Given passage |
The most surprising element of a cat’s emotional intelligence is that they do not think enough of the human species to even bother hating them. They feel so incredibly superior that you’re barely a blip in their existence. At best, you’re something warm to scratch in the night and something obnoxious to avoid in the daytime. Many humans have yet to realize this and indeed, the cat plays the game quite well. Not only is he a cruel creature, but also a manipulative one. Generations of owners continue to fall for these masterful tricks.

The important lesson we need to learn today is that while feline emotionality is rich, when it’s directed at humans, it’s almost exclusively negative. It ranges from contempt to indifference, with a heavy layer of condescension. No, your cat most certainly does not love you.

About This Journalist

Dr. Arthur Bacon Plimpton, DDS and BOHDSc, is a retired physician who spent decades fighting on the frontlines of America’s healthcare fiasco. Today, he uses his journalism to inoculate citizens against our nation’s pandemic of socialism, scientism and sexual perversion.

  • LanceJZ

    Yeah, remember the dark ages? Well that was because crazy religious ignorant people killed as many cats as they could. When the cat population decreased so much so that rats and mice could run rampid, hello Black Plague.
    It is well known that xtians only like slaves, that is why they like dogs so much.
    The first part of this is decent, it went down hill soon as you went all xtian.

  • Stacy Sollitt

    Wow. You’ve never had a cat, have you, “Doctor”?

    Spend some time working in an animal shelter looking after cats, before sprouting such rubbish. My experience is the dead opposite of what you have written. The cats I have taken good care of (including cats belonging to family members) have been loving, affectionate, and almost seemingly grateful for what I have done to look after them. Ever had a frightened kitten cuddle into you for safety? It’s heart melting, trust me. My Brother’s old cat was a good cat to me, cheeky at times, but he had this amazing personality about him. He also spent many hours sitting alongside my Brother on his beanbag (my brother had a bean bag wedged between his chair and the wall so the cat could see what he was doing) watching him work on his remote controlled car. Hardy the sign of an “evil” creature.

    • Stephenson_Billings

      I once had a cat urinate on my favorite clothes for weeks until I could figure out what she was doing. These can be very vengeful animals. Sometimes they hate you for your patriotism or your faith.

Problems to solve |
(1) Answer these questions from the passage on cats:
(a) What two credentials follow the name Dr. Arthur Bacon Plimpton?
(b) What was wedged between the chair and the wall so the cat could see?
(c) What did Stephenson_Billings's cat urinate on?
(2) Please list every commenter name that appears in the passage on cats.
(3) Carry on the passage on cats from the point where it stops.
None of the items are needed for this work.

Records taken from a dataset
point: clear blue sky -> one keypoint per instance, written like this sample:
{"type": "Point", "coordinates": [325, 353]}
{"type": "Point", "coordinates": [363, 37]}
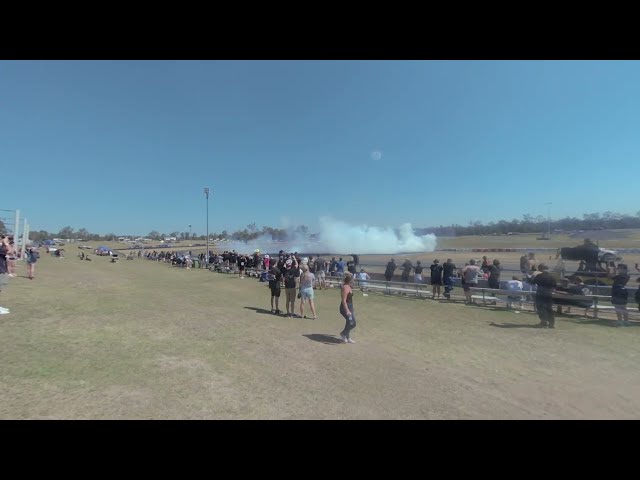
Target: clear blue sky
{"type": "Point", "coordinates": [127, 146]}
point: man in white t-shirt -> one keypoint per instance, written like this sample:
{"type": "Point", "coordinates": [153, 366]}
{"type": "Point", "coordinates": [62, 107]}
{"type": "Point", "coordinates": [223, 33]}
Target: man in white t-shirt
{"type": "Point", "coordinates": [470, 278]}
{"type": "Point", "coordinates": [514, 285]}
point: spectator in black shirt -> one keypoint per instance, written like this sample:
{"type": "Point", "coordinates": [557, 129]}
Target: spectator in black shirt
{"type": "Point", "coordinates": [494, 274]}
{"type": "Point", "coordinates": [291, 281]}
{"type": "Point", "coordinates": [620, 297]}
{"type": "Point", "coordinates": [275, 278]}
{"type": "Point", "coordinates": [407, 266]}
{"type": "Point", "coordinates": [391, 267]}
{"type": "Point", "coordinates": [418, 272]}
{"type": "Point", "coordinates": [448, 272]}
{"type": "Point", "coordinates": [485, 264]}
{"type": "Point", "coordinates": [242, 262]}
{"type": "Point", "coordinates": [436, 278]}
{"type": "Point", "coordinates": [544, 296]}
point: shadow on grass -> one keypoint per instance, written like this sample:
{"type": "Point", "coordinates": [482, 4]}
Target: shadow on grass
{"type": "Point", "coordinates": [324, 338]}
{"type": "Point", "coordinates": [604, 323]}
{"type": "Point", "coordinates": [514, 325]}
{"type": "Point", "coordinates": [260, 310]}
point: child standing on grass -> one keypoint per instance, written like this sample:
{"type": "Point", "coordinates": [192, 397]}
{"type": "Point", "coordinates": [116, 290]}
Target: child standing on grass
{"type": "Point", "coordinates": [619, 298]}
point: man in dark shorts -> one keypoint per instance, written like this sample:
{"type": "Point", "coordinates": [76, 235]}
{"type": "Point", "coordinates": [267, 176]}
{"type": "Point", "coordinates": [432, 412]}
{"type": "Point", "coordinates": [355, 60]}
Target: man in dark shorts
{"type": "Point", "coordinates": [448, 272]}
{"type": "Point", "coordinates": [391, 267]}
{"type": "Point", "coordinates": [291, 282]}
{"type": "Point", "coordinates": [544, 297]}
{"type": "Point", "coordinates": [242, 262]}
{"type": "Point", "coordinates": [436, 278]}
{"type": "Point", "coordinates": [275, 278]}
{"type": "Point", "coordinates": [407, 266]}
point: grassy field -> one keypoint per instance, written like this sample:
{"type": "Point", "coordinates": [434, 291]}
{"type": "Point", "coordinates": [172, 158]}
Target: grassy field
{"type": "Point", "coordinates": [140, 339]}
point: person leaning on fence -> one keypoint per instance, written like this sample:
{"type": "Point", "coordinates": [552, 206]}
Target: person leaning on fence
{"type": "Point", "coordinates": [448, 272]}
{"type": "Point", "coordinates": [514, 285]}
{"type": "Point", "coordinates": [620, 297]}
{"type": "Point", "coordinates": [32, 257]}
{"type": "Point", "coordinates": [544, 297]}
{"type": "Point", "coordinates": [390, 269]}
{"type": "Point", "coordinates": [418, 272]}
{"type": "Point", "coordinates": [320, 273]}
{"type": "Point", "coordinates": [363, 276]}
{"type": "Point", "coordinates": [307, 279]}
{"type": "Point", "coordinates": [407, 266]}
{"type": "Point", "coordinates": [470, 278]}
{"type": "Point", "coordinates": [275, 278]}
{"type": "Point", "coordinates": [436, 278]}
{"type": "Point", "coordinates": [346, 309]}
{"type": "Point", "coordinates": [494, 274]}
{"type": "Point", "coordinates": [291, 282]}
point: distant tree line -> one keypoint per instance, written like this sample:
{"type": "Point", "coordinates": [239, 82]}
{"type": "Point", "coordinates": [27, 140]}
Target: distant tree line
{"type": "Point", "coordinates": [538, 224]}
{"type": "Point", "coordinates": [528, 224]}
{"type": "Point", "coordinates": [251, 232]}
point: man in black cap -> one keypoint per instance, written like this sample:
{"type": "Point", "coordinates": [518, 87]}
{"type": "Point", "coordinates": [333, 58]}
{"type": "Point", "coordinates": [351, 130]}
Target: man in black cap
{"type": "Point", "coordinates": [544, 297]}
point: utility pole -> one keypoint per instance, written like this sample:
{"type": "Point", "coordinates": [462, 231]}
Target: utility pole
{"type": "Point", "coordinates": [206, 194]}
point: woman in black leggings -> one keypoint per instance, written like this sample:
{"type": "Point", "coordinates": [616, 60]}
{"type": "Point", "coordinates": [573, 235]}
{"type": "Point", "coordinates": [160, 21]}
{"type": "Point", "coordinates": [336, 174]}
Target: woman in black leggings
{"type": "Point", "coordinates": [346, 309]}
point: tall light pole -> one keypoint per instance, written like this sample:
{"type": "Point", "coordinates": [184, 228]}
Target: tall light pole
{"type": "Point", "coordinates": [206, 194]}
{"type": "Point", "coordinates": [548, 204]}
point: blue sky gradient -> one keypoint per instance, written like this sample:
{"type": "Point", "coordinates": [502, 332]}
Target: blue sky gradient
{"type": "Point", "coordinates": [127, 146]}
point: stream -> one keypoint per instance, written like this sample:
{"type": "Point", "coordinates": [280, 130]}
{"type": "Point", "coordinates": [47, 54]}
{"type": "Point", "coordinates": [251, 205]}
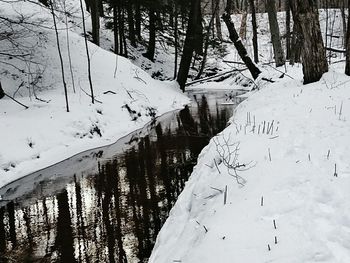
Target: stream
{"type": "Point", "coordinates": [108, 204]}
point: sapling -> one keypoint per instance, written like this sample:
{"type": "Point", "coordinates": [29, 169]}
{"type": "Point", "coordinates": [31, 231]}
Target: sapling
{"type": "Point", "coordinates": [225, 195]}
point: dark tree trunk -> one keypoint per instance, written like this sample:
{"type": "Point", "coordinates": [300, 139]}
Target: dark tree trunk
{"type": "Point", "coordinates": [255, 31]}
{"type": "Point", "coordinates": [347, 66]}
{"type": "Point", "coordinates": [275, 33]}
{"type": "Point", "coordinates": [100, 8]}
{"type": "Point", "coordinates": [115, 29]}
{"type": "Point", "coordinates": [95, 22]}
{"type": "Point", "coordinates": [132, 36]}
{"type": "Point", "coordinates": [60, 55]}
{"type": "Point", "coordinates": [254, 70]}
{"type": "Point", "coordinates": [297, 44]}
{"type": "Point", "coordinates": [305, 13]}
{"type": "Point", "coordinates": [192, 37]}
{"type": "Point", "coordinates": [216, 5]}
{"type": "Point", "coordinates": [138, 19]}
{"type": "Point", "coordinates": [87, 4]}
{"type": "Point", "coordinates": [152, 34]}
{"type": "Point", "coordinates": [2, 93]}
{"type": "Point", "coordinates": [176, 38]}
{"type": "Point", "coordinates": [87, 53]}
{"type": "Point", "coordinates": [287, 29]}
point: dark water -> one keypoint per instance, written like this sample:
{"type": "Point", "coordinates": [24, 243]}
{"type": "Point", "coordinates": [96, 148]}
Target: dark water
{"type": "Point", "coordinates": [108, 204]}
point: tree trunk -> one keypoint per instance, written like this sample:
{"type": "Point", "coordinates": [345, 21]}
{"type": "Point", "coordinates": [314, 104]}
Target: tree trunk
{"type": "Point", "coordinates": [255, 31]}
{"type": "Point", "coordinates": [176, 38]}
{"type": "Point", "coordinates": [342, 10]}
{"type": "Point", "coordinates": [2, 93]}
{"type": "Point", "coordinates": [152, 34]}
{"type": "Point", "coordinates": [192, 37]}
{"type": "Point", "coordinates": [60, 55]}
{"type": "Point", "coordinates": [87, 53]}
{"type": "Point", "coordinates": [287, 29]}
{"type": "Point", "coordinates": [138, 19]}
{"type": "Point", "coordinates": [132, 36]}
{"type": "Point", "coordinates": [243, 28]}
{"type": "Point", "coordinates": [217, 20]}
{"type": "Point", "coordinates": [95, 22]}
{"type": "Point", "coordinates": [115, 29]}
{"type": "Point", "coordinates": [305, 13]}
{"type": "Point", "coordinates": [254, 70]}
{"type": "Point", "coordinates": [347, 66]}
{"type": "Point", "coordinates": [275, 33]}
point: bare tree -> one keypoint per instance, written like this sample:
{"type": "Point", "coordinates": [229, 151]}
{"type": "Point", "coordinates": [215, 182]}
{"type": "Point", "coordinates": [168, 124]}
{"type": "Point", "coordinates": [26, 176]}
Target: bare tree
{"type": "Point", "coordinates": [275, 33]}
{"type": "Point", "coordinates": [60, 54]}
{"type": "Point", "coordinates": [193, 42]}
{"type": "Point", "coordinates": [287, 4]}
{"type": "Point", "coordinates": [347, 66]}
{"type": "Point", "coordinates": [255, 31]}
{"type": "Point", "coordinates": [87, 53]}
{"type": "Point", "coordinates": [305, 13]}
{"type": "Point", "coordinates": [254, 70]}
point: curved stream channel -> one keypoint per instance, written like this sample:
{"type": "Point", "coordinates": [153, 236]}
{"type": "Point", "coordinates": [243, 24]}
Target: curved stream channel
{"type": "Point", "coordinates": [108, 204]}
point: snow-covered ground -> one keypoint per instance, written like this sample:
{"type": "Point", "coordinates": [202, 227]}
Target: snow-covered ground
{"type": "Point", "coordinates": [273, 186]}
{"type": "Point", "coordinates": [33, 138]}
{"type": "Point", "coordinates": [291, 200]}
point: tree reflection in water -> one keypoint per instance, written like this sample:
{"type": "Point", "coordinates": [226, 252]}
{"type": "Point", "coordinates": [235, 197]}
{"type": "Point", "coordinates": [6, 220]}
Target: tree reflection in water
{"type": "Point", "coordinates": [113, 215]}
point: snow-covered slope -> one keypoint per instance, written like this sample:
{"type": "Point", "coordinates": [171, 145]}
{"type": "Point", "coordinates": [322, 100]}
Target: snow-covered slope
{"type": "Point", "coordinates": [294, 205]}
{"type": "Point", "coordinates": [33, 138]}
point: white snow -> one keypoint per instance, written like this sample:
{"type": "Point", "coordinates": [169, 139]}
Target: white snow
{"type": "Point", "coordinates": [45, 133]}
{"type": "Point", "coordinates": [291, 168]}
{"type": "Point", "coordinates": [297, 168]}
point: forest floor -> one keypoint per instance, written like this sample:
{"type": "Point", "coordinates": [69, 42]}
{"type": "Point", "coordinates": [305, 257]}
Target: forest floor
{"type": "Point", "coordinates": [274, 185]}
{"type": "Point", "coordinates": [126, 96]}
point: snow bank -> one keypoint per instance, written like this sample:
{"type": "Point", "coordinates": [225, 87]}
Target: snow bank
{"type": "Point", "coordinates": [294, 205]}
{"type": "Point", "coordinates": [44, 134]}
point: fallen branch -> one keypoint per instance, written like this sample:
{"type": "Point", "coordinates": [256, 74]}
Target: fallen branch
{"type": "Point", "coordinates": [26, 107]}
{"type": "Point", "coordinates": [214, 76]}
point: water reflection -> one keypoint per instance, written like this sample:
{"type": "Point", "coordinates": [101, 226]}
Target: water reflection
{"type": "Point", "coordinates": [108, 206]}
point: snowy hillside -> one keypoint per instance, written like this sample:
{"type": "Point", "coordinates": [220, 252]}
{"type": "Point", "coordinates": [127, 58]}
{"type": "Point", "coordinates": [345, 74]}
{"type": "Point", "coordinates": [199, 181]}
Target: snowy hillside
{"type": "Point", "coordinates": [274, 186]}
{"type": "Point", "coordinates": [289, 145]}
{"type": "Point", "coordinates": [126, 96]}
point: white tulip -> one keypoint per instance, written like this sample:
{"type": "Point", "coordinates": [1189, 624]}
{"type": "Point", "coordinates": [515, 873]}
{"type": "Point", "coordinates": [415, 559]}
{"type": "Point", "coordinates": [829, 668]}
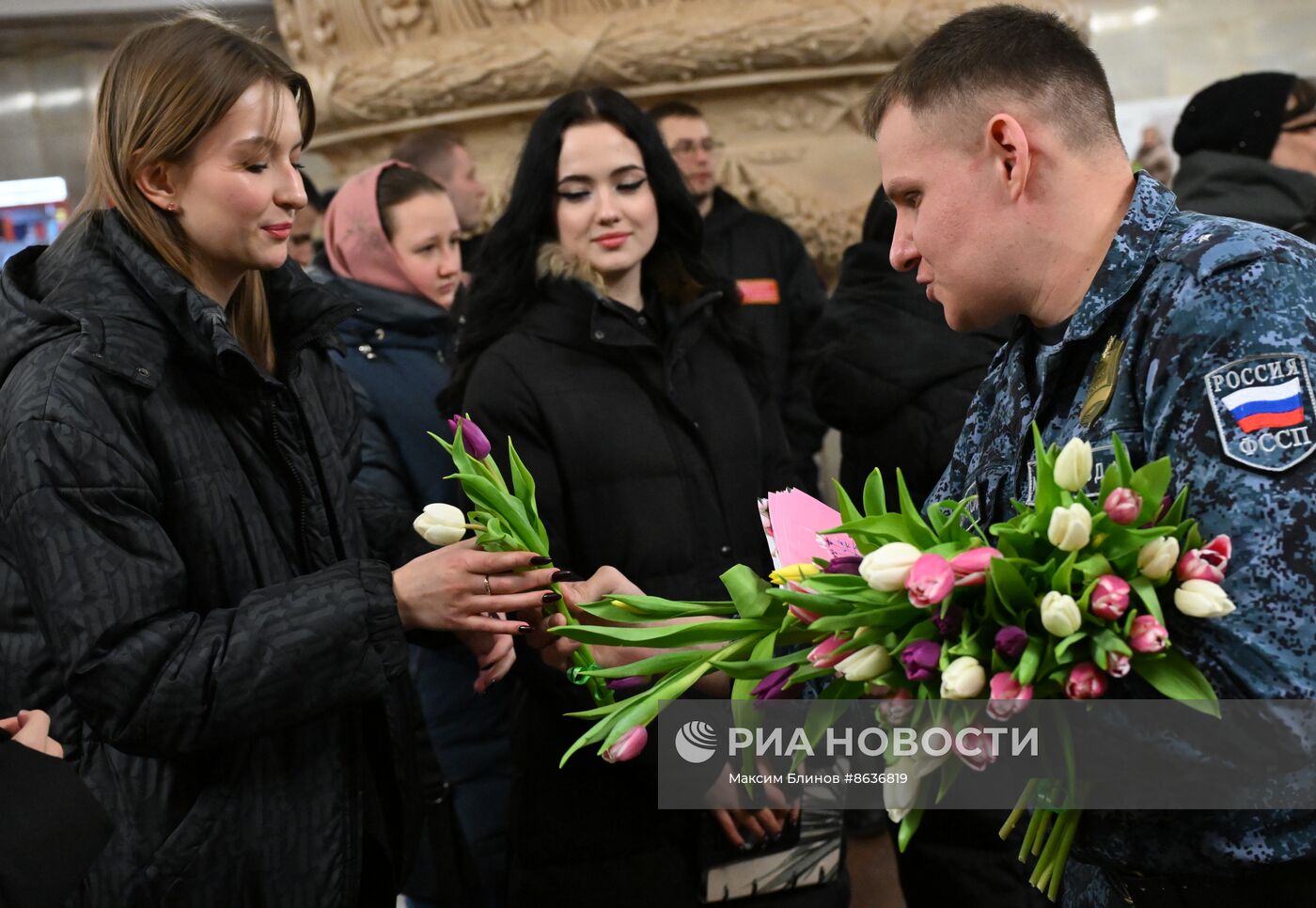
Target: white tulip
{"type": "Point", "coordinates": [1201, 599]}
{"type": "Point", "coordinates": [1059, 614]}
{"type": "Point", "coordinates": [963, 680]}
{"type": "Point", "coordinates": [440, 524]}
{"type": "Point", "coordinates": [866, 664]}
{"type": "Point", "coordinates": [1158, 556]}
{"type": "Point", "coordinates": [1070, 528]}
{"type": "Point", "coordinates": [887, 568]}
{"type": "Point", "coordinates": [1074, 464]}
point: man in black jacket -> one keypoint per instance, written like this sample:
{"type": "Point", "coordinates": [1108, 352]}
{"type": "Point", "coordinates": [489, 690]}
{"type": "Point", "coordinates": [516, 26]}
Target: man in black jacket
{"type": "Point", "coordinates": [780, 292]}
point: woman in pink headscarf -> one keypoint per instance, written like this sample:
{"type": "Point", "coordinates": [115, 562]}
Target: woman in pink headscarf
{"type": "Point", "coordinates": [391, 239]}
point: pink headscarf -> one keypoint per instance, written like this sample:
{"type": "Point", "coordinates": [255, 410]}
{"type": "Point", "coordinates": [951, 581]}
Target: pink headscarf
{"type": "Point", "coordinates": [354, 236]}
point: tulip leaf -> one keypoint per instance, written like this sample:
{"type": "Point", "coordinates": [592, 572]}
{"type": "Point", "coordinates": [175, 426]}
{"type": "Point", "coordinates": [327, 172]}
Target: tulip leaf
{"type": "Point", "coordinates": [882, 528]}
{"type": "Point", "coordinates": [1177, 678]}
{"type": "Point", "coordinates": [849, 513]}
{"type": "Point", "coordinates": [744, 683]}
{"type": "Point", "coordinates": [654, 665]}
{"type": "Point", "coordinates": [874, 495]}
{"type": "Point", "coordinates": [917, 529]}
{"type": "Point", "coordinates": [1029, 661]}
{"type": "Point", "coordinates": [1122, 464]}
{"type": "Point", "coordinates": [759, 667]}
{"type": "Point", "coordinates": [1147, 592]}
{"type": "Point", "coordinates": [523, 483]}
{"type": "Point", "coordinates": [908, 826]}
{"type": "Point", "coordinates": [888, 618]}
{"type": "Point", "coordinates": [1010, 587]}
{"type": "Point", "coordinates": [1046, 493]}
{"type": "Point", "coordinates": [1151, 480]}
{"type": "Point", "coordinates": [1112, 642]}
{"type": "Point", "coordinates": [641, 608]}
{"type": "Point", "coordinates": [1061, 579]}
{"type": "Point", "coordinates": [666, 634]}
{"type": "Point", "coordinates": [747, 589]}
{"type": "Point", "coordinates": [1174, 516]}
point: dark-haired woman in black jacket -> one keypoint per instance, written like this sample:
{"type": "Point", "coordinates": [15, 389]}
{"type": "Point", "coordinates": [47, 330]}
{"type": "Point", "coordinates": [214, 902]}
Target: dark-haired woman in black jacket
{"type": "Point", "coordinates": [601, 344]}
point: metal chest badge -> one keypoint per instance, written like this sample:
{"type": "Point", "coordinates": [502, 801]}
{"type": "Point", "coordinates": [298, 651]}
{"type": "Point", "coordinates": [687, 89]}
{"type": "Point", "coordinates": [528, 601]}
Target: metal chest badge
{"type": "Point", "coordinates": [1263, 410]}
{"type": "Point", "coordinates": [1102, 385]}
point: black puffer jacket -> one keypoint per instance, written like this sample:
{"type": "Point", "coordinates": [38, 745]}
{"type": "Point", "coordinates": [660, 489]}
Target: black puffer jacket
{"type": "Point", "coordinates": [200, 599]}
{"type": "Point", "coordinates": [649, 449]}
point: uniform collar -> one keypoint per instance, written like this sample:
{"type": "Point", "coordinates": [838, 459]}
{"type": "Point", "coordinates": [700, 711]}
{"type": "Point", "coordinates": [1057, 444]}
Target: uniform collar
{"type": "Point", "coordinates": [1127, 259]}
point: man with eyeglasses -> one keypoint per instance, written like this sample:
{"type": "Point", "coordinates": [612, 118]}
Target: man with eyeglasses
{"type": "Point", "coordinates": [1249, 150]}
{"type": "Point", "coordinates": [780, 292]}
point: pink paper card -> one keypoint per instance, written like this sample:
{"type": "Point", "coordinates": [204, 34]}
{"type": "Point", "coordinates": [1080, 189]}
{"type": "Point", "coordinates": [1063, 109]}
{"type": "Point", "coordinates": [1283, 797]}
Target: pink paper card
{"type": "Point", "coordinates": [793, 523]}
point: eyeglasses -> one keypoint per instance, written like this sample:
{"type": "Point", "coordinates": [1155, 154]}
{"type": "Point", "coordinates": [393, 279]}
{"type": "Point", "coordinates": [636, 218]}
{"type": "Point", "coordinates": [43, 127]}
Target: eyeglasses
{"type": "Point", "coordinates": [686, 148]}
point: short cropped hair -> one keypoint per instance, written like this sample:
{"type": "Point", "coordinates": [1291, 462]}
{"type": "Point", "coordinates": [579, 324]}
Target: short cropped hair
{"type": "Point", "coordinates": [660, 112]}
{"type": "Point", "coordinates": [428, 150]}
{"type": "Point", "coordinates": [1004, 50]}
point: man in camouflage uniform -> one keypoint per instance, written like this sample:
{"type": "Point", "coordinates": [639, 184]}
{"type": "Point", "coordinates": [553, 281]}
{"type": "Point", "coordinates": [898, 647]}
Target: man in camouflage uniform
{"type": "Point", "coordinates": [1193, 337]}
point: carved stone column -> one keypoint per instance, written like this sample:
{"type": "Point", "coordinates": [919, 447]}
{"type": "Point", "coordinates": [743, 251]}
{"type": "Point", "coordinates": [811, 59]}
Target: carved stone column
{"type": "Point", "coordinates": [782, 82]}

Responses in order |
(1)
(a) DDS and BOHDSc
(b) A bean bag
(c) Favorite clothes

(2) LanceJZ, Stacy Sollitt, Stephenson_Billings

(3)
      • Stacy Sollitt

        Yikes! That sounds more like anxiety, or improper litter training, which happens. Sometimes they even go in the first convenient spot if they can’t find the litter tray, or can’t get to it for some reason. It could also come down to a trace of a scent on your clothes she didn’t like. My Brother’s cat used to do his business on the rugs at his house (he also did his business under the passenger seat in my brother’s car), but went to the litter tray every time at my place. I found out that his litter tray was lucky to be cleaned once a fortnight by his then ex fiance (she was plain lazy) as opposed to the twice a day tray clean he had at my place. She also used to abuse the cat by kicking or throwing him, the cat knew he was safe with me, and often took over my bed during the day to sleep. Bless his little ginger heart… The thing I love about animals is they have no understanding of the concept of religion/ politics/ human nature, so really, I cannot see why a cat would hate you for your standing in your life. I can understand the stink eye and look of murder when you dress them up in costumes though. LOL. Why do you reckon she peed on your clothes, out of curiousity? Hopefully she stopped doing it.

        Try Vicks Vaporub (or similar) on the spots the cat likes to do their business in. They hate the smell, and will stay clear of it (from my experience). It also masks the smell- the same reason why some stallion handlers rub vicks around the inside of the stallion’s nostrils, so they can’t smell any mares in season. It’s potent stuff.

        • Stephenson_Billings

          Thanks for the advice, but I moved out of that situation long ago. The house’s owner was a radical feminist. For all I know, she was the one really urinating on my sweater.